<<<<
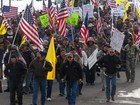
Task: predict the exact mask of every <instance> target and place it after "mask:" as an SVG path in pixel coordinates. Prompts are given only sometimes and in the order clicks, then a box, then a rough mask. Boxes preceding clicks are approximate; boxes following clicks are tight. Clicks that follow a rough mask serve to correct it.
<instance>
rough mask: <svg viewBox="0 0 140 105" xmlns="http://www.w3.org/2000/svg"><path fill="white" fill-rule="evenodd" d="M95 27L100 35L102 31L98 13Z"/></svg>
mask: <svg viewBox="0 0 140 105" xmlns="http://www.w3.org/2000/svg"><path fill="white" fill-rule="evenodd" d="M96 27H97V32H98V33H100V32H101V29H102V25H101V17H100V13H99V12H98V20H97V22H96Z"/></svg>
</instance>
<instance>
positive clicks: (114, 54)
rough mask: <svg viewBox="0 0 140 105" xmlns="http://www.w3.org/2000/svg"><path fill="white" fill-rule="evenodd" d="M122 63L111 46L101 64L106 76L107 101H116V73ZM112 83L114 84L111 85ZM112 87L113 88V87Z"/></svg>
mask: <svg viewBox="0 0 140 105" xmlns="http://www.w3.org/2000/svg"><path fill="white" fill-rule="evenodd" d="M119 64H121V61H120V59H119V57H118V56H116V54H115V50H114V49H112V48H110V49H109V50H108V54H107V55H105V56H104V57H102V58H101V59H100V65H101V68H102V70H104V74H105V78H106V98H107V100H106V102H109V101H110V98H111V100H112V101H115V98H114V96H115V94H116V73H117V67H118V65H119ZM110 84H111V85H112V86H110ZM111 87H112V88H111Z"/></svg>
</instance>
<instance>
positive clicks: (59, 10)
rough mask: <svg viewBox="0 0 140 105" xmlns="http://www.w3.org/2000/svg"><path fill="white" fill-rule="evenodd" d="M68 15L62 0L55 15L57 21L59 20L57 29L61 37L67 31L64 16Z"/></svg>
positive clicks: (63, 3) (66, 28)
mask: <svg viewBox="0 0 140 105" xmlns="http://www.w3.org/2000/svg"><path fill="white" fill-rule="evenodd" d="M68 16H69V15H68V11H67V8H66V5H65V0H63V1H62V3H61V8H60V10H59V11H58V15H57V21H58V22H59V25H58V31H59V33H60V34H61V35H62V36H63V37H65V36H66V33H67V28H66V21H65V18H67V17H68Z"/></svg>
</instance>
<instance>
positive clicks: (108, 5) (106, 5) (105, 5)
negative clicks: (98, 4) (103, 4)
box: [105, 0, 109, 9]
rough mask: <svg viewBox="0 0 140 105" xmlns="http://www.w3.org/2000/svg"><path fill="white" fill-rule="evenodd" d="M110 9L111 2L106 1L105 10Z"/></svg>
mask: <svg viewBox="0 0 140 105" xmlns="http://www.w3.org/2000/svg"><path fill="white" fill-rule="evenodd" d="M108 7H109V0H106V3H105V9H108Z"/></svg>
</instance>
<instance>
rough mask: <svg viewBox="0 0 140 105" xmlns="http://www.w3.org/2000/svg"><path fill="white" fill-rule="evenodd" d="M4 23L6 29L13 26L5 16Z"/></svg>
mask: <svg viewBox="0 0 140 105" xmlns="http://www.w3.org/2000/svg"><path fill="white" fill-rule="evenodd" d="M2 23H3V24H4V25H5V27H6V29H8V28H11V26H10V25H9V23H8V22H7V19H6V18H5V17H4V19H3V21H2Z"/></svg>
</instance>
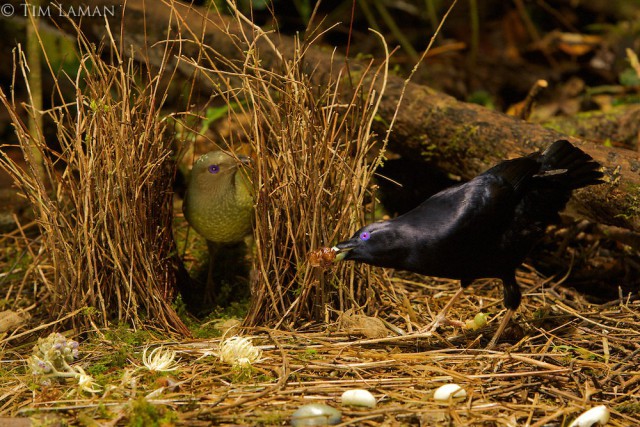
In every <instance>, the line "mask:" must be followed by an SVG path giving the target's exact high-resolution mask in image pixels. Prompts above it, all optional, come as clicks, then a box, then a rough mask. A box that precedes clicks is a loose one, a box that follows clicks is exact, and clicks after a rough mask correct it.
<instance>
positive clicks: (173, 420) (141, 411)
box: [127, 397, 178, 427]
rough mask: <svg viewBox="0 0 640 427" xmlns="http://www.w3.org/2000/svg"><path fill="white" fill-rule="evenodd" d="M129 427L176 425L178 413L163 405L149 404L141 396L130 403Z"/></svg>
mask: <svg viewBox="0 0 640 427" xmlns="http://www.w3.org/2000/svg"><path fill="white" fill-rule="evenodd" d="M130 411H131V412H130V414H129V421H128V422H127V426H129V427H156V426H157V427H163V426H173V425H176V422H177V421H178V415H177V413H176V412H174V411H171V410H169V409H167V408H165V407H162V406H157V405H153V404H151V403H150V402H149V401H147V400H146V399H145V398H143V397H141V398H139V399H138V400H136V401H134V402H132V403H131V406H130Z"/></svg>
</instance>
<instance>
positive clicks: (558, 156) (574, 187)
mask: <svg viewBox="0 0 640 427" xmlns="http://www.w3.org/2000/svg"><path fill="white" fill-rule="evenodd" d="M538 161H539V162H540V163H541V168H540V172H539V173H538V174H536V176H537V177H538V178H543V179H549V180H550V181H552V182H554V183H556V184H561V185H563V186H564V187H565V188H566V189H567V190H575V189H577V188H582V187H586V186H588V185H594V184H599V183H601V182H602V180H601V178H602V176H603V175H602V172H601V171H600V164H599V163H598V162H596V161H595V160H593V158H592V157H591V156H590V155H588V154H586V153H585V152H584V151H582V150H580V149H579V148H577V147H574V146H573V145H571V143H569V141H567V140H564V139H561V140H558V141H556V142H554V143H553V144H552V145H551V146H550V147H549V148H547V149H546V150H545V151H544V152H543V153H542V154H541V156H540V158H539V159H538Z"/></svg>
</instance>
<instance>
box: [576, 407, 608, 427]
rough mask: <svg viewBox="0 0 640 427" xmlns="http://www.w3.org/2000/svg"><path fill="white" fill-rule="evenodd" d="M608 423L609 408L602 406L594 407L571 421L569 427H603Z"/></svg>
mask: <svg viewBox="0 0 640 427" xmlns="http://www.w3.org/2000/svg"><path fill="white" fill-rule="evenodd" d="M608 422H609V408H607V407H606V406H604V405H599V406H594V407H593V408H591V409H589V410H588V411H586V412H583V413H582V415H580V416H579V417H578V418H576V419H575V420H573V422H572V423H571V424H570V425H569V427H592V426H603V425H605V424H606V423H608Z"/></svg>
>>>>
Exercise brief: The output should consist of every entry above, printed exactly, with the images removed.

Answer area:
Task: predict the exact mask of every <instance> target and place it after "mask:" as an SVG path in pixel coordinates. Prompts are given only sometimes and in the order clicks, then a box, then a rough mask. Boxes preceding clicks are approximate; boxes following clicks are tight. Clicks that follow a rough mask serve to correct it.
<instance>
rough mask: <svg viewBox="0 0 140 105" xmlns="http://www.w3.org/2000/svg"><path fill="white" fill-rule="evenodd" d="M95 27L100 35L102 31L98 13Z"/></svg>
mask: <svg viewBox="0 0 140 105" xmlns="http://www.w3.org/2000/svg"><path fill="white" fill-rule="evenodd" d="M96 27H97V32H98V33H100V32H101V29H102V25H101V17H100V13H99V12H98V20H97V22H96Z"/></svg>
</instance>
<instance>
positive clicks: (114, 54)
rough mask: <svg viewBox="0 0 140 105" xmlns="http://www.w3.org/2000/svg"><path fill="white" fill-rule="evenodd" d="M122 63L111 46L101 64L106 76L107 101H116V73ZM112 83L114 84L111 85ZM112 87L113 88V87Z"/></svg>
mask: <svg viewBox="0 0 140 105" xmlns="http://www.w3.org/2000/svg"><path fill="white" fill-rule="evenodd" d="M119 64H121V61H120V59H119V57H118V56H116V54H115V50H114V49H112V48H110V49H109V50H108V54H107V55H105V56H104V57H102V58H101V59H100V65H101V68H102V70H104V74H105V78H106V98H107V100H106V102H109V101H110V98H111V100H112V101H115V98H114V96H115V94H116V73H117V67H118V65H119ZM110 84H111V85H112V86H110ZM111 87H112V88H111Z"/></svg>
</instance>
<instance>
positive clicks: (59, 10)
rough mask: <svg viewBox="0 0 140 105" xmlns="http://www.w3.org/2000/svg"><path fill="white" fill-rule="evenodd" d="M68 15L62 0L55 15L57 21L59 20L57 29L61 37L67 31L64 16Z"/></svg>
positive clicks: (63, 3) (66, 28)
mask: <svg viewBox="0 0 140 105" xmlns="http://www.w3.org/2000/svg"><path fill="white" fill-rule="evenodd" d="M68 16H69V15H68V11H67V8H66V5H65V0H63V1H62V3H61V8H60V10H59V11H58V15H57V21H58V22H59V25H58V31H59V33H60V34H61V35H62V36H63V37H65V36H66V33H67V28H66V21H65V18H67V17H68Z"/></svg>
</instance>
<instance>
positive clicks: (108, 5) (106, 5) (105, 5)
negative clicks: (98, 4) (103, 4)
box: [105, 0, 109, 9]
rough mask: <svg viewBox="0 0 140 105" xmlns="http://www.w3.org/2000/svg"><path fill="white" fill-rule="evenodd" d="M110 9L111 2L106 1L105 10Z"/></svg>
mask: <svg viewBox="0 0 140 105" xmlns="http://www.w3.org/2000/svg"><path fill="white" fill-rule="evenodd" d="M108 7H109V0H106V3H105V9H108Z"/></svg>
</instance>
<instance>
rough mask: <svg viewBox="0 0 140 105" xmlns="http://www.w3.org/2000/svg"><path fill="white" fill-rule="evenodd" d="M4 23L6 29L13 26L5 16Z"/></svg>
mask: <svg viewBox="0 0 140 105" xmlns="http://www.w3.org/2000/svg"><path fill="white" fill-rule="evenodd" d="M2 23H3V24H4V25H5V27H6V29H8V28H11V26H10V25H9V23H8V22H7V19H6V18H5V17H4V19H3V21H2Z"/></svg>
</instance>
In every <instance>, the line "mask:" must be followed by an SVG path giving the target's exact high-resolution mask in image pixels. Prompts above it, all optional, come as clicks, then a box, then a rough mask. A box that precedes clicks is a loose one, a box that follows clicks is exact, and clicks after a rough mask correct it.
<instance>
positive clicks: (173, 420) (141, 411)
box: [127, 397, 178, 427]
rough mask: <svg viewBox="0 0 640 427" xmlns="http://www.w3.org/2000/svg"><path fill="white" fill-rule="evenodd" d="M129 427L176 425L178 413L163 405L149 404L141 396L130 403Z"/></svg>
mask: <svg viewBox="0 0 640 427" xmlns="http://www.w3.org/2000/svg"><path fill="white" fill-rule="evenodd" d="M130 411H131V412H130V414H129V421H128V422H127V426H129V427H156V426H157V427H163V426H173V425H176V422H177V421H178V415H177V413H176V412H174V411H171V410H169V409H167V408H165V407H162V406H157V405H153V404H151V403H150V402H149V401H147V400H146V399H145V398H143V397H141V398H139V399H138V400H136V401H134V402H132V403H131V406H130Z"/></svg>
</instance>
<instance>
positive clicks: (558, 156) (574, 187)
mask: <svg viewBox="0 0 640 427" xmlns="http://www.w3.org/2000/svg"><path fill="white" fill-rule="evenodd" d="M538 161H539V162H540V163H541V168H540V172H539V173H538V174H536V176H537V177H538V178H543V179H549V180H550V181H552V182H554V183H556V184H561V185H563V186H564V187H565V188H566V189H567V190H575V189H577V188H582V187H586V186H588V185H594V184H599V183H601V182H602V180H601V178H602V176H603V175H602V172H601V171H600V164H599V163H598V162H596V161H595V160H593V158H592V157H591V156H590V155H588V154H586V153H585V152H584V151H582V150H580V149H579V148H577V147H574V146H573V145H571V143H569V141H567V140H564V139H561V140H558V141H556V142H554V143H553V144H552V145H551V146H550V147H549V148H547V149H546V150H545V151H544V152H543V153H542V154H541V156H540V158H539V159H538Z"/></svg>
</instance>
<instance>
box: [576, 407, 608, 427]
rough mask: <svg viewBox="0 0 640 427" xmlns="http://www.w3.org/2000/svg"><path fill="white" fill-rule="evenodd" d="M608 423L609 408L602 406L594 407L571 421L569 427H603Z"/></svg>
mask: <svg viewBox="0 0 640 427" xmlns="http://www.w3.org/2000/svg"><path fill="white" fill-rule="evenodd" d="M608 422H609V408H607V407H606V406H604V405H599V406H594V407H593V408H591V409H589V410H588V411H586V412H583V413H582V415H580V416H579V417H578V418H576V419H575V420H573V422H572V423H571V424H570V425H569V427H592V426H603V425H605V424H606V423H608Z"/></svg>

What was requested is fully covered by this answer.